● **Stated task**:
Exactly the lines from the line containing "Field-scouting task: mark every instance of the tree in" through the final line of the entries below must be returned, and only those, without pictures.

● **Data shown**:
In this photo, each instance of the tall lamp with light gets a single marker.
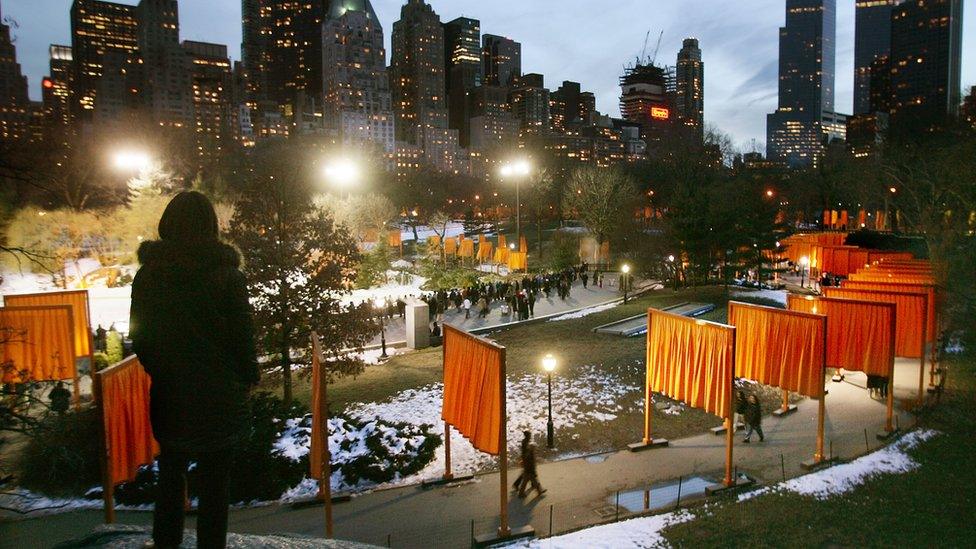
(549, 365)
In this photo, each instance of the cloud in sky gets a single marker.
(581, 40)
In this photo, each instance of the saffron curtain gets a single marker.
(467, 248)
(450, 246)
(394, 239)
(910, 311)
(691, 361)
(927, 289)
(860, 335)
(37, 344)
(76, 299)
(518, 261)
(124, 395)
(780, 348)
(473, 370)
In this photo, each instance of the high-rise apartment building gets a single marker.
(104, 36)
(795, 132)
(215, 110)
(530, 103)
(56, 87)
(15, 107)
(417, 71)
(926, 61)
(647, 98)
(502, 60)
(690, 86)
(358, 103)
(463, 71)
(569, 105)
(282, 48)
(166, 80)
(872, 45)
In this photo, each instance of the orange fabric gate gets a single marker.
(781, 348)
(122, 393)
(37, 344)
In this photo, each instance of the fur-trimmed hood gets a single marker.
(212, 254)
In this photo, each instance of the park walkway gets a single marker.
(579, 298)
(580, 490)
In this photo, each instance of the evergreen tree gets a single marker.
(299, 264)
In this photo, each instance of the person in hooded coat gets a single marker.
(192, 330)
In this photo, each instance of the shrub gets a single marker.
(62, 455)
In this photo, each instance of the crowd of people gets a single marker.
(513, 298)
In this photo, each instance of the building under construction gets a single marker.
(648, 98)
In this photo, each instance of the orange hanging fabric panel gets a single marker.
(472, 388)
(76, 299)
(124, 393)
(37, 344)
(860, 334)
(911, 312)
(780, 348)
(691, 361)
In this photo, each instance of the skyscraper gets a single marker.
(214, 109)
(417, 71)
(358, 104)
(647, 98)
(462, 59)
(14, 102)
(690, 91)
(56, 87)
(530, 103)
(795, 132)
(282, 49)
(167, 95)
(926, 60)
(872, 42)
(103, 34)
(502, 59)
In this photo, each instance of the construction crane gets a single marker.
(657, 47)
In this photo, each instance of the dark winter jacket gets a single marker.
(753, 414)
(191, 327)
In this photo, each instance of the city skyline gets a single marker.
(738, 92)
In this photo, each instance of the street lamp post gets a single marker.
(342, 173)
(549, 365)
(517, 170)
(380, 305)
(625, 280)
(674, 271)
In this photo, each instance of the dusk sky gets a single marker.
(579, 40)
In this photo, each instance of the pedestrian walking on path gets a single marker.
(192, 331)
(753, 418)
(530, 475)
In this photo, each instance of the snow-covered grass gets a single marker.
(779, 296)
(591, 396)
(585, 312)
(639, 532)
(840, 479)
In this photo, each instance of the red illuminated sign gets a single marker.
(660, 113)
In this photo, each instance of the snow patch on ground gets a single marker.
(639, 532)
(585, 312)
(778, 296)
(843, 478)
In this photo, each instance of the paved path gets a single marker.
(441, 517)
(579, 298)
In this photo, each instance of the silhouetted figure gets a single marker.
(60, 398)
(192, 330)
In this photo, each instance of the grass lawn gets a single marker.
(576, 346)
(934, 506)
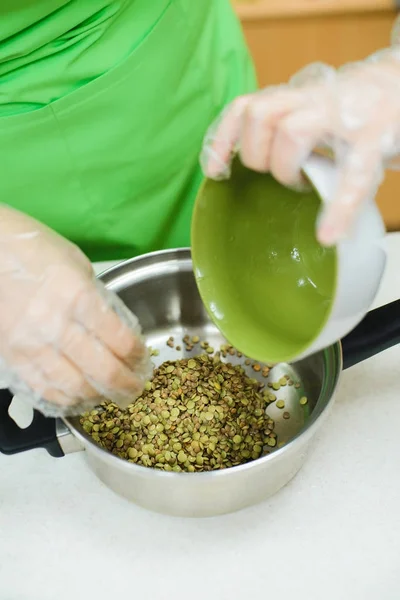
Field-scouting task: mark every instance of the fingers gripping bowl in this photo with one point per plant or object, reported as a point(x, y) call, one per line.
point(160, 289)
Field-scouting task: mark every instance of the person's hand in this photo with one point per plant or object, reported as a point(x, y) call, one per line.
point(353, 112)
point(66, 342)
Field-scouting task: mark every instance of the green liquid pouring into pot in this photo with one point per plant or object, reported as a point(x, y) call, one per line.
point(273, 291)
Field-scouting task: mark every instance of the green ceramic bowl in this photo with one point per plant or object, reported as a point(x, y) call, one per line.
point(266, 282)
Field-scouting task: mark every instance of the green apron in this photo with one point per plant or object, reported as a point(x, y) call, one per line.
point(100, 133)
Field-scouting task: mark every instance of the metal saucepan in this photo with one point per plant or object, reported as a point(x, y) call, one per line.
point(160, 289)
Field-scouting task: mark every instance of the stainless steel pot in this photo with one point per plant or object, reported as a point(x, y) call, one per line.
point(160, 289)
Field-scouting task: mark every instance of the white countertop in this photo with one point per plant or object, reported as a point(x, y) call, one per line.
point(332, 533)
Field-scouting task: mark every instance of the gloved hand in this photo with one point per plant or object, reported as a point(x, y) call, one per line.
point(65, 341)
point(353, 112)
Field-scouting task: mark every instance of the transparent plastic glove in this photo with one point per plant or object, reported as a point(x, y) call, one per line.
point(65, 341)
point(353, 112)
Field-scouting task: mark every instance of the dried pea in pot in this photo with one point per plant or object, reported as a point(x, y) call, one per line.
point(196, 414)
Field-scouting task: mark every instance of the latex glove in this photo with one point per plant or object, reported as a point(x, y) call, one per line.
point(65, 341)
point(354, 112)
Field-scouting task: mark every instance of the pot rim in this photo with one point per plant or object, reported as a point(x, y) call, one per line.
point(325, 400)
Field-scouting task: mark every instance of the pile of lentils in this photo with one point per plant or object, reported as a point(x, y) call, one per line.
point(196, 414)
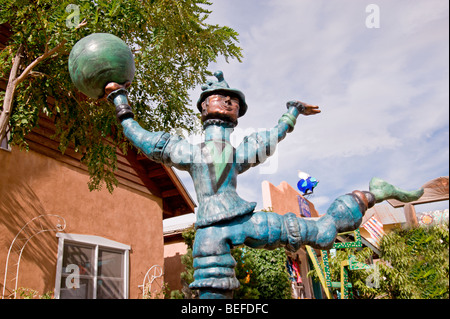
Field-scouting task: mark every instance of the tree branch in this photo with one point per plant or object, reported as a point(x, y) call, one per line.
point(36, 62)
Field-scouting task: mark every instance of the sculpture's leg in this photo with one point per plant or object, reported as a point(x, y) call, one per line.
point(214, 266)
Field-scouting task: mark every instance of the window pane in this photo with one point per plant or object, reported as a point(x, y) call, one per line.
point(109, 289)
point(80, 257)
point(110, 263)
point(81, 288)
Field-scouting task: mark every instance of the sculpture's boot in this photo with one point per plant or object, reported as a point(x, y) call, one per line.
point(382, 190)
point(214, 266)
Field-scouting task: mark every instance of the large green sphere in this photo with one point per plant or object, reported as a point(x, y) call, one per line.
point(98, 59)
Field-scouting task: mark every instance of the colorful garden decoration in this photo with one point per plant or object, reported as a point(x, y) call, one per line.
point(323, 268)
point(306, 184)
point(224, 219)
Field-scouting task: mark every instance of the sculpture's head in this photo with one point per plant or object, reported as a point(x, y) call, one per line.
point(218, 101)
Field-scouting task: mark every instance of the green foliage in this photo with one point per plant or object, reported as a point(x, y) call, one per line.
point(357, 278)
point(416, 264)
point(261, 273)
point(173, 46)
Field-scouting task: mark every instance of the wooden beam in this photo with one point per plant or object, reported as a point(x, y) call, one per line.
point(435, 190)
point(170, 193)
point(141, 172)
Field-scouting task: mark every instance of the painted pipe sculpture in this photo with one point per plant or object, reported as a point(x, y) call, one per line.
point(224, 219)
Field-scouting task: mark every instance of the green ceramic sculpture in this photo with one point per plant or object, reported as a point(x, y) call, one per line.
point(98, 59)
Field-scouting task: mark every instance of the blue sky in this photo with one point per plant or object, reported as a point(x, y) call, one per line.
point(383, 91)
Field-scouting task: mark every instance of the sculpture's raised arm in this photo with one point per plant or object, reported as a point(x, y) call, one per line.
point(256, 147)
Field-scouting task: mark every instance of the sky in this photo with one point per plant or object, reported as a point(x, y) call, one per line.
point(380, 75)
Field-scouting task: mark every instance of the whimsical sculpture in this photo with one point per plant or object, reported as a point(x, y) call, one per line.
point(224, 219)
point(307, 183)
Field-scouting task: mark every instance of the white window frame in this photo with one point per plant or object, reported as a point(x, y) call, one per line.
point(97, 242)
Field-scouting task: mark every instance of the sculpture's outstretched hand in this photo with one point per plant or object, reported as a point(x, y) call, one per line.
point(304, 108)
point(117, 94)
point(112, 86)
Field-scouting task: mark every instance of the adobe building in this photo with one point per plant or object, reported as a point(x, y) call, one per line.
point(57, 236)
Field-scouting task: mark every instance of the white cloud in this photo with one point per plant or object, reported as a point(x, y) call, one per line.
point(383, 92)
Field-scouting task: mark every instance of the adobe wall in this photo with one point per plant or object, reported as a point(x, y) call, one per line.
point(32, 184)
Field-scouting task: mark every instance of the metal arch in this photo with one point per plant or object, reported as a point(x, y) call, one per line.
point(28, 233)
point(157, 273)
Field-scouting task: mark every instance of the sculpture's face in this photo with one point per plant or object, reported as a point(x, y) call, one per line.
point(222, 105)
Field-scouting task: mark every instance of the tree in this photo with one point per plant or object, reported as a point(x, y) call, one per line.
point(415, 263)
point(173, 46)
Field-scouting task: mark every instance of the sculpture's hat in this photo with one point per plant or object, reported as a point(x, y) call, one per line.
point(221, 85)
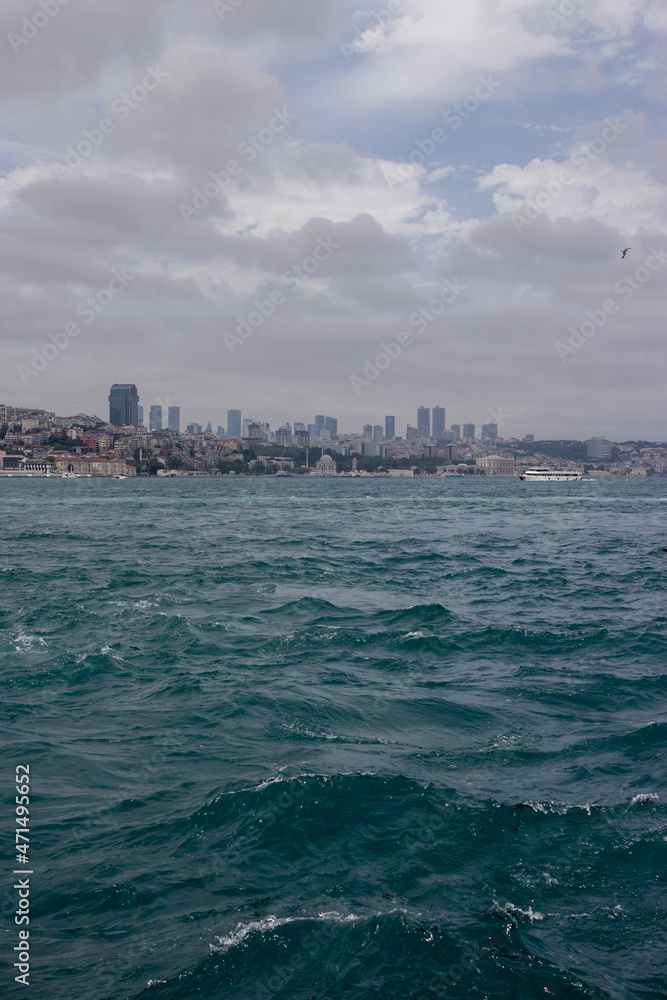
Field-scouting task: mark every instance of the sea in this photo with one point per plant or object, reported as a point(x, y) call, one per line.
point(335, 739)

● **Problem solution**:
Field-scouting task: mark every instance of the tree in this photo with one point per plant or object, reported as a point(x, y) call, one per line.
point(415, 263)
point(173, 46)
Field-scouting task: mark every instance of the sculpture's hat in this photo with one point per plant or object, reported as a point(x, y) call, one per line.
point(221, 85)
Field-scouting task: mark every instance of the sea in this photo with one point per plant or object, reported as a point(x, y) call, one per line.
point(335, 739)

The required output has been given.